§ READING PASSAGE:
========
Simple. De-regulate and stop taxing productive activity in order to buy votes from baby-boomers like you. Nothin’ to it, really.

UnHerd Reader
UnHerd Reader
3 months ago
Reply to  Hugh Bryant

Hugh, you are a pompus git. All one needs do is read your witterings to discern that you dont know much at all.

Hugh Bryant
Hugh Bryant
3 months ago
Reply to  UnHerd Reader

Wow, that’s a powerful and compelling argument! Well done! At least I can spell FFS.

Ian Wigg
Ian Wigg
3 months ago
Reply to  j watson

The problem for pension companies is a regulatory one. Due to Capital Adequacy rules they are effectively forced in holding almost exclusively fixed income portfolios. To incentivise them to hold UK equities these rules need to be relaxed.

j watson
j watson
3 months ago
Reply to  Ian Wigg

There is certainly something in needing to change some rules IW, and maybe also get alot of the smaller funds to consolidate. The key thing is we have ponder and make changes that get more of this money invested in the UK.

Ian Wigg
Ian Wigg
3 months ago
Reply to  j watson

Consolidation of smaller finds is a bad idea as it’s often the smaller funds which are willing to take a greater risk (they’re often sub funds of bigger institutional funds as part of a fully blended portfolio.)

I was global head of sales and marketing for an institutional investment consultancy specialising in both the Lloyds and London Markets and Pension sectors.
========
§ SUPPLIED DATA:
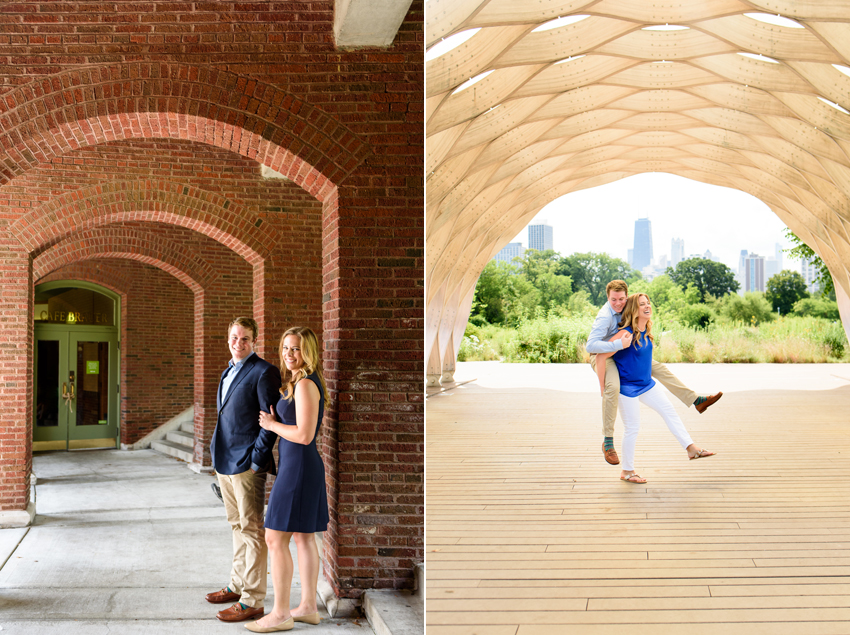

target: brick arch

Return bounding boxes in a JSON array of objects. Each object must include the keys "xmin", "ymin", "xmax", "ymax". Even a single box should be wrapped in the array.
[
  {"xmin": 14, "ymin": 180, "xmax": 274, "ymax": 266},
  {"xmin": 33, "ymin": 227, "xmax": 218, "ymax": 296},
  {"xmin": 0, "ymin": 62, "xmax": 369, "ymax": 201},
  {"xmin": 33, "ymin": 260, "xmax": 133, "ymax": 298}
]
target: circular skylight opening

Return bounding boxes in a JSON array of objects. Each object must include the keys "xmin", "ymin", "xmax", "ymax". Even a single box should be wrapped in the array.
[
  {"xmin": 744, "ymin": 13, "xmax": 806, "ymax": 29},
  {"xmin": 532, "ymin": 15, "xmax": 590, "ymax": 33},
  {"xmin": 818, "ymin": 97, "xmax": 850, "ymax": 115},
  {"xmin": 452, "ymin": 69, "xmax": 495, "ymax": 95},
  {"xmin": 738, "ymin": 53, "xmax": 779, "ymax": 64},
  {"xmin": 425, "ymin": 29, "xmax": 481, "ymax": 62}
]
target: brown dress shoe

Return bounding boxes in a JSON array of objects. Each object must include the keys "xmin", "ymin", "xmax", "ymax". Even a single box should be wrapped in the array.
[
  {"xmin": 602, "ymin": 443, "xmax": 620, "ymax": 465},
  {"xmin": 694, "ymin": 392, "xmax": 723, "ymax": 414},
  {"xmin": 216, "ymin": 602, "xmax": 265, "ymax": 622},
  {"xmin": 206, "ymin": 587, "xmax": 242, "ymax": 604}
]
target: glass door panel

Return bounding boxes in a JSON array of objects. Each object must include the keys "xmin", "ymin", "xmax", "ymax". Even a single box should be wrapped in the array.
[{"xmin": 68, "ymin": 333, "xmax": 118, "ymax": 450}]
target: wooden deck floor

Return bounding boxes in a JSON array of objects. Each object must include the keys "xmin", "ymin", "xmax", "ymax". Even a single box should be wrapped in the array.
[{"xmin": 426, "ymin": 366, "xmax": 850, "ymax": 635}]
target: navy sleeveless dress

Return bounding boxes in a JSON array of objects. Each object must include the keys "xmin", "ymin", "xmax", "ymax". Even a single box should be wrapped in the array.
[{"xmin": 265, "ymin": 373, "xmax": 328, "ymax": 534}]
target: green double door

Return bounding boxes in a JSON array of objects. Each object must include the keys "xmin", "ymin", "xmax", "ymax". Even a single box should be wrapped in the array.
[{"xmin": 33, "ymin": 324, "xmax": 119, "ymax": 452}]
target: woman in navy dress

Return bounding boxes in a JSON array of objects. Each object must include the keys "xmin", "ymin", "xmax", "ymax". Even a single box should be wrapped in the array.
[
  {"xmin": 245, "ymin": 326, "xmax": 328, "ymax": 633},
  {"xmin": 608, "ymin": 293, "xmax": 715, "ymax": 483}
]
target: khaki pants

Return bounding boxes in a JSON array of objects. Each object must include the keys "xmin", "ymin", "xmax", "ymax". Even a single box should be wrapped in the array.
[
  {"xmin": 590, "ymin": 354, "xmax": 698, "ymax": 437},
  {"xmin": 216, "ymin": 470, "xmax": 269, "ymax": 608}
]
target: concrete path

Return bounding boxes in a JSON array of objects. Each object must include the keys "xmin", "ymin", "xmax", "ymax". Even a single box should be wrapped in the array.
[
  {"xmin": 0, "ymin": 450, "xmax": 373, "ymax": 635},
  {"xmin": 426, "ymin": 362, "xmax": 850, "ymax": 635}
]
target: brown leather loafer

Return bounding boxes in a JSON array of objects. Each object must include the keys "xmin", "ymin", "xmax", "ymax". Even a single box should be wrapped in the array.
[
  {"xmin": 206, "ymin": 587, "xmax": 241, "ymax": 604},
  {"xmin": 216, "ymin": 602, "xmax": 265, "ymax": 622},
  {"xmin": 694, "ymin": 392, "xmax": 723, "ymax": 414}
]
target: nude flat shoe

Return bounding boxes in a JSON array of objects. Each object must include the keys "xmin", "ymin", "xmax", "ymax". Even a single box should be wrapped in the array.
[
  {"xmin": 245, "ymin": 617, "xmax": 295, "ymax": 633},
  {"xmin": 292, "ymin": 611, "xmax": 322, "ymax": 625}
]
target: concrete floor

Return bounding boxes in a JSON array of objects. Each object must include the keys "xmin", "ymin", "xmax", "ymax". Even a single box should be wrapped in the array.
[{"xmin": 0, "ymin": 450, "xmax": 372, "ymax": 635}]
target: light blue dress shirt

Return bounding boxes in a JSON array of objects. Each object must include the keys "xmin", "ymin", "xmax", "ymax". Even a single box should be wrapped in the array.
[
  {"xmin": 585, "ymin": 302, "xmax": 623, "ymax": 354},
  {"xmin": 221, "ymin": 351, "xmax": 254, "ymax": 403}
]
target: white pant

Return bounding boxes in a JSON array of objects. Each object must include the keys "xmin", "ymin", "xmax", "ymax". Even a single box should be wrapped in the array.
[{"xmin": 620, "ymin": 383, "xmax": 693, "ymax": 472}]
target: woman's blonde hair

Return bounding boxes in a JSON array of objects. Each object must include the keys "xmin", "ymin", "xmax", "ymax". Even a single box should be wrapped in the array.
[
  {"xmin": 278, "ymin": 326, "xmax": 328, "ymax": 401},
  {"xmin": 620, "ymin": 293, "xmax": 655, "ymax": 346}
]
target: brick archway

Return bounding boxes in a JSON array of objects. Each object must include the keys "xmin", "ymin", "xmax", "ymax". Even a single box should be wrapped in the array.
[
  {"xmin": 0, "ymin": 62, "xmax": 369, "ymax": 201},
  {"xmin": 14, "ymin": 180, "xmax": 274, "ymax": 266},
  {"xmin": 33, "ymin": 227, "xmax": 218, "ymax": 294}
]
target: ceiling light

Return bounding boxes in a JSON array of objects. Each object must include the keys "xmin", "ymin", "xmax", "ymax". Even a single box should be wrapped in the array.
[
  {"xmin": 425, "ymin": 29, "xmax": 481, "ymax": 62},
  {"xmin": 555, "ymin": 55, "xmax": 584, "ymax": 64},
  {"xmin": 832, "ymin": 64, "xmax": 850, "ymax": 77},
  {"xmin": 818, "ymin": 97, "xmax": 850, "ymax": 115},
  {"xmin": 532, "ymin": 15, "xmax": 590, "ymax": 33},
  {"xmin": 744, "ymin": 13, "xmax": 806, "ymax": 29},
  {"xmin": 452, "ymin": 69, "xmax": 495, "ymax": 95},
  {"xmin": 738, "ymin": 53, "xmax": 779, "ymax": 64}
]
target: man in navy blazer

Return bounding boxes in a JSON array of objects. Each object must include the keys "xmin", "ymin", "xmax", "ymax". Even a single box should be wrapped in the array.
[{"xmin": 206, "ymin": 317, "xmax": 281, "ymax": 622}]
========
§ TASKS:
1. Set down, word for word, the part of the comment thread on pension fund rules from "Simple. De-regulate and" up to and including "much at all.".
2. Carry the comment thread on pension fund rules further, picking up after its last line.
The records have nothing to do with the comment thread on pension fund rules.

§ WRITTEN ANSWERS:
1.
Simple. De-regulate and stop taxing productive activity in order to buy votes from baby-boomers like you. Nothin’ to it, really.

UnHerd Reader
UnHerd Reader
3 months ago
Reply to  Hugh Bryant

Hugh, you are a pompus git. All one needs do is read your witterings to discern that you dont know much at all.

2.
The regulatory constraints imposed of the investment strategies of insurers and pension fund managers by a regulator who was shackled to an EU regulatory regime which was designed to force Investment into “fixed income” ie government issued debt and global corporate issued debt through skewed “capital adequacy” requirements wasn’t to protect those whose retirement or ltc insurance relied on security of the investment.

McLovin
McLovin
3 months ago
Reply to  j watson

The reason why we’re short of globally leading technology companies is we don’t have (or not enough of) the skills. We overproduce humanities graduates, and underproduce science and engineering graduates. This is not just the Tory legacy, in fact it’s not just the legacy of both parties, its a national level of disrespect or even contempt for STEM. Apparently (in the UK this is), 70% of people in finance have a humanities degree; it used to be the case (maybe still is) that 50% of people in IT have a humanities degree. Has that last statistic got nothing to do with the Horizon fiasco?
Our political class, civil service and media are all dominated by non-scientists. Even worse, in Britain almost uniquely, we seem to think that managers can just jump from one industrial sector to another without any domain knowledge. Again anything to do with Horizon?

Ian Wigg
Ian Wigg
3 months ago
Reply to  McLovin

There’s also a hell of a lot of fund managers and analysts with advanced degrees (masters and PhD) in STEM subjects such as theoretical physics, mathematics, engineering of various disciplines, etc. Purely and simply that’s where the money is. They’re recruited by the big financial institutions during their final year if undergrads. The rest of industry simply cannot compete with the salaries and benefits.
I’m not condoning it but until it can be addressed I can’t see things changing any time soon.

j watson
j watson
3 months ago
Reply to  McLovin

I think something in that too ML. Think Sichuan province in China had something like 30k engineering graduates last year.
IW makes the point that we do train more but they find it easier to make money in Finance. There’s alot of high calibre mathematicians for example trading in FX. So some of this is about the investment flowing to create more world class companies and generate the additional income opportunities.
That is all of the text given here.